* _Instruction_
Each line that follows is to be retyped exactly.
── Data in this exercise
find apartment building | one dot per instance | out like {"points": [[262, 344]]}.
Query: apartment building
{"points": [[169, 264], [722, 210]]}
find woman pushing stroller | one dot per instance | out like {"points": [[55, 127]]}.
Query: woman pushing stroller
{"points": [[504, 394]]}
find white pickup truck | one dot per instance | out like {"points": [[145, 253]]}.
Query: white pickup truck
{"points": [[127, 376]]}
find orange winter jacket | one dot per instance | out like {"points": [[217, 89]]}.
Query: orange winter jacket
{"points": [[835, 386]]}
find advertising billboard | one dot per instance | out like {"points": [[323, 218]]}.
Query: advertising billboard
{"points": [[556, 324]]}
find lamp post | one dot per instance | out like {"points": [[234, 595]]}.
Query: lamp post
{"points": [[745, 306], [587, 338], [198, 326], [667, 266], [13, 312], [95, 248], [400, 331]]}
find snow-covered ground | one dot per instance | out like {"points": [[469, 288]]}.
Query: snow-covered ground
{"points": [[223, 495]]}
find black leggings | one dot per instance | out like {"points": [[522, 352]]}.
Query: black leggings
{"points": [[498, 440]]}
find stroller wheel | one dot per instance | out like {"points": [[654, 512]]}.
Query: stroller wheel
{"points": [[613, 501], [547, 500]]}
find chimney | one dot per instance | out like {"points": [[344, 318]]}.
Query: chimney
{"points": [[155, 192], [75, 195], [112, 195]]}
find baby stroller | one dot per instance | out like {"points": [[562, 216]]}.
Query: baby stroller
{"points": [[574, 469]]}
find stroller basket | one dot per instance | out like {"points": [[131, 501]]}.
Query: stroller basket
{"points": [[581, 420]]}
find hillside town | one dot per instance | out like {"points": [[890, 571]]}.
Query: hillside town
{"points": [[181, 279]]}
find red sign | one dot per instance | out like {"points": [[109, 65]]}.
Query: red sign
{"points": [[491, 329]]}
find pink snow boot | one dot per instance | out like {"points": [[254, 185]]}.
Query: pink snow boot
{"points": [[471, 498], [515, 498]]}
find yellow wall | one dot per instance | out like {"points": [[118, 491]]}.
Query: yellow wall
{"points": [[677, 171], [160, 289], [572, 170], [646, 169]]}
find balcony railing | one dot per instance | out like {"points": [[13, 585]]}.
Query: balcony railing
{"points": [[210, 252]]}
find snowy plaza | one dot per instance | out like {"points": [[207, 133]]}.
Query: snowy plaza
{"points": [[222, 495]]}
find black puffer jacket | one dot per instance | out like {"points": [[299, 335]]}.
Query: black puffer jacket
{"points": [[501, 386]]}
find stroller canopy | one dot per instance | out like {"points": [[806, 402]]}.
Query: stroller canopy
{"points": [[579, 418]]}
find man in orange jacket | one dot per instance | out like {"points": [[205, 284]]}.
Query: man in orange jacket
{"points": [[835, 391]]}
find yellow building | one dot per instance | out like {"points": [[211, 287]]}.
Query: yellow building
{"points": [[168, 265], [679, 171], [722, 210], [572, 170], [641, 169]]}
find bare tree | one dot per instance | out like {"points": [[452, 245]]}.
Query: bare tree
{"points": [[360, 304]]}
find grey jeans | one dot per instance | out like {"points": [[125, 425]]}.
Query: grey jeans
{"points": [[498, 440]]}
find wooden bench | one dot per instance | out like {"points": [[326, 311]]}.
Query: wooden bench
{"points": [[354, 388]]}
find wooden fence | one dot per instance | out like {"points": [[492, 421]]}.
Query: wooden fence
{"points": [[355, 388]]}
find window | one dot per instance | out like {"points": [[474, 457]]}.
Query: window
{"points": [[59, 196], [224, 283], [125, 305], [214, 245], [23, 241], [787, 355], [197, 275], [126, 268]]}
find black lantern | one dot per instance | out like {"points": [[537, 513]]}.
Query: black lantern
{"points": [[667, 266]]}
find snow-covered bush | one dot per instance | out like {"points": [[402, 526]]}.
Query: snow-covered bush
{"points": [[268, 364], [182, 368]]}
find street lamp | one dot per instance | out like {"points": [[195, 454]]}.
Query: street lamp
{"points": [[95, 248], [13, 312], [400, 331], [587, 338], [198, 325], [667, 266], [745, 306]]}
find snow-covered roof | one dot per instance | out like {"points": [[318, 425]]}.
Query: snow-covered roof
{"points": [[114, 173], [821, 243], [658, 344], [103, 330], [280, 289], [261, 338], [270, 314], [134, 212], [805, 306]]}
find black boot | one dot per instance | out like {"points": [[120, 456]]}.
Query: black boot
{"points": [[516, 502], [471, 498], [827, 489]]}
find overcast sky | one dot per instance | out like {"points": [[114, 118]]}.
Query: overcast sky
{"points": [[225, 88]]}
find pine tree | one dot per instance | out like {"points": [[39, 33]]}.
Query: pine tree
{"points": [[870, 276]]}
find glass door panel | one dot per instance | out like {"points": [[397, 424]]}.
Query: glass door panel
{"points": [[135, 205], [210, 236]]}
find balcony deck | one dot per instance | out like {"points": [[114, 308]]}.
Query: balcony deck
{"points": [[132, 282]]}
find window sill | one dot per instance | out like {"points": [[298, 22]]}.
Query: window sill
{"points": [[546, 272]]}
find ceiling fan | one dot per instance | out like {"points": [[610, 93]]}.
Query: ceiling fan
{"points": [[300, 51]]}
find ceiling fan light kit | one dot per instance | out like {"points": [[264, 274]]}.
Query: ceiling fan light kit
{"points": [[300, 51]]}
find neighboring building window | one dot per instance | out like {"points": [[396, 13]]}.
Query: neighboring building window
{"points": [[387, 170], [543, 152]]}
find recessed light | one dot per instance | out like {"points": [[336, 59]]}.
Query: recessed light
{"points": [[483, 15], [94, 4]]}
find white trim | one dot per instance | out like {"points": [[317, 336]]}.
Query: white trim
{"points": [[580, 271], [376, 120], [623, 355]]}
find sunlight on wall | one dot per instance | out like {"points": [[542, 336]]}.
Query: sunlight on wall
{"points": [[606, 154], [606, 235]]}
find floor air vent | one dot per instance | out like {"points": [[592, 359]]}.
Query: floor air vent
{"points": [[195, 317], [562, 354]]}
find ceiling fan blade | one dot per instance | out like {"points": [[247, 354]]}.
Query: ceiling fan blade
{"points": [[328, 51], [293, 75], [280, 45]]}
────
* _Result below_
find apartment building | one dot per instance | out like {"points": [[262, 344]]}.
Query: apartment building
{"points": [[169, 264], [722, 210]]}
find woman pushing stroller | one dot per instance | out like {"points": [[55, 127]]}.
Query: woman pushing stroller
{"points": [[504, 394]]}
find white pickup truck | one dot per instance | out like {"points": [[145, 253]]}.
Query: white pickup truck
{"points": [[127, 376]]}
find orange winter jacket | one dot per instance | out like {"points": [[217, 89]]}.
Query: orange winter jacket
{"points": [[835, 386]]}
find advertising billboard | one dot per instance | out like {"points": [[323, 218]]}.
Query: advertising billboard
{"points": [[556, 324]]}
find lamp post | one dot per instance | out like {"points": [[234, 595]]}.
Query: lamp post
{"points": [[745, 306], [587, 338], [198, 326], [667, 266], [13, 312], [95, 248], [400, 331]]}
find snow-covered ground | one dot per instance | out like {"points": [[469, 288]]}.
Query: snow-covered ground
{"points": [[223, 495]]}
find black leggings | one dot per instance | out like {"points": [[522, 352]]}.
Query: black leggings
{"points": [[498, 440]]}
find stroller wheel | one dot per instance | out like {"points": [[654, 512]]}.
Query: stroller wheel
{"points": [[613, 501], [547, 500]]}
find chimney | one dot per instance | out like {"points": [[344, 318]]}.
Query: chimney
{"points": [[155, 192], [75, 195], [112, 195]]}
find baby stroller | one dot per instance | out like {"points": [[562, 216]]}.
Query: baby stroller
{"points": [[574, 469]]}
find stroller basket | one dot per instance | out like {"points": [[131, 501]]}.
Query: stroller basket
{"points": [[581, 420]]}
find hillside town | one dot per instance | out like {"points": [[890, 571]]}.
Query: hillside town
{"points": [[181, 279]]}
find red sign | one dot per instance | out like {"points": [[109, 65]]}.
Query: red sign
{"points": [[491, 329]]}
find pink snow boot | one dot per instance | out like {"points": [[254, 185]]}.
Query: pink snow boot
{"points": [[471, 498], [515, 498]]}
find yellow wall | one dot per instance | out like {"points": [[118, 491]]}.
Query: yellow wall
{"points": [[677, 171], [160, 289], [572, 170], [646, 169]]}
find balcony railing | one dot per instance | out like {"points": [[13, 585]]}.
Query: balcony railing
{"points": [[210, 252]]}
find snowy plaza | one dot per instance | out like {"points": [[207, 133]]}.
Query: snowy plaza
{"points": [[222, 495]]}
find black puffer jacket | one dot per instance | out like {"points": [[299, 335]]}.
Query: black puffer jacket
{"points": [[501, 386]]}
find stroller canopy | one dot per instance | out like {"points": [[806, 402]]}.
Query: stroller canopy
{"points": [[579, 418]]}
find man in orange jacket | one dot per instance | out like {"points": [[205, 284]]}.
Query: man in orange jacket
{"points": [[835, 391]]}
find yellow building | one dot per instance | out like {"points": [[211, 287]]}.
Query: yellow building
{"points": [[168, 265], [679, 171], [722, 210], [572, 170], [641, 169]]}
find bare tree | one dot per instance | out like {"points": [[452, 245]]}.
Query: bare tree
{"points": [[360, 304]]}
find grey jeans | one dot per instance | out like {"points": [[125, 425]]}.
Query: grey jeans
{"points": [[498, 440]]}
find wooden bench | one dot per instance | out like {"points": [[326, 311]]}.
Query: wooden bench
{"points": [[354, 388]]}
find wooden fence | one dot per instance | out like {"points": [[492, 421]]}.
Query: wooden fence
{"points": [[355, 388]]}
find window | one dot per instance | out like {"points": [[474, 457]]}.
Query: window
{"points": [[59, 196], [224, 283], [125, 305], [214, 245], [23, 241], [787, 355], [197, 275], [126, 268]]}
find black lantern | one dot per instance | out like {"points": [[537, 513]]}.
Query: black lantern
{"points": [[667, 266]]}
find snow-covered bush | one dot per instance | out like {"points": [[402, 526]]}.
Query: snow-covered bush
{"points": [[268, 364], [182, 368]]}
find street lamp | one dot per instance | out like {"points": [[195, 454]]}.
Query: street lamp
{"points": [[95, 248], [13, 312], [400, 331], [587, 338], [198, 325], [667, 266], [745, 306]]}
find snow-covered roof | one dot per instance | out like {"points": [[318, 425]]}.
Query: snow-covered roof
{"points": [[114, 173], [821, 243], [658, 344], [103, 330], [280, 289], [261, 338], [270, 314], [134, 212], [805, 306]]}
find black boot | one dot per instance | out like {"points": [[120, 456]]}.
Query: black boot
{"points": [[516, 502], [471, 498], [827, 489]]}
find overcast sky | one dot per instance | out like {"points": [[114, 118]]}.
Query: overcast sky
{"points": [[225, 88]]}
find pine tree | one dot per instance | out like {"points": [[39, 33]]}.
Query: pine tree
{"points": [[870, 276]]}
find glass door panel | one dot per instance | out like {"points": [[397, 424]]}.
Query: glass door panel
{"points": [[135, 205], [210, 236]]}
find balcony deck | one dot per instance | out like {"points": [[114, 308]]}.
Query: balcony deck
{"points": [[132, 282]]}
find window sill | one dot per instance | out like {"points": [[298, 22]]}.
Query: window sill
{"points": [[546, 272]]}
find ceiling fan | one dot per instance | out like {"points": [[610, 93]]}.
Query: ceiling fan
{"points": [[300, 51]]}
find ceiling fan light kit | one dot per instance | out like {"points": [[264, 274]]}.
Query: ceiling fan light kit
{"points": [[300, 51]]}
find neighboring building window | one dot per instance | out like {"points": [[396, 13]]}.
Query: neighboring building window
{"points": [[387, 170], [543, 152]]}
find recessed light | one dot per instance | out like {"points": [[336, 59]]}.
Query: recessed light
{"points": [[483, 15], [94, 4]]}
find white trim | one dot per instance | out like {"points": [[317, 336]]}.
Query: white trim
{"points": [[580, 271], [376, 120], [623, 355]]}
find sunlight on wall | one dot per instance | out like {"points": [[542, 336]]}.
Query: sunlight on wall
{"points": [[606, 154], [606, 235]]}
find floor air vent | one dot per instance | out like {"points": [[592, 359]]}.
Query: floor air vent
{"points": [[195, 317], [562, 354]]}
find ceiling fan blade | one dot per instance | out like {"points": [[247, 354]]}.
Query: ceiling fan blade
{"points": [[328, 51], [293, 75], [280, 45]]}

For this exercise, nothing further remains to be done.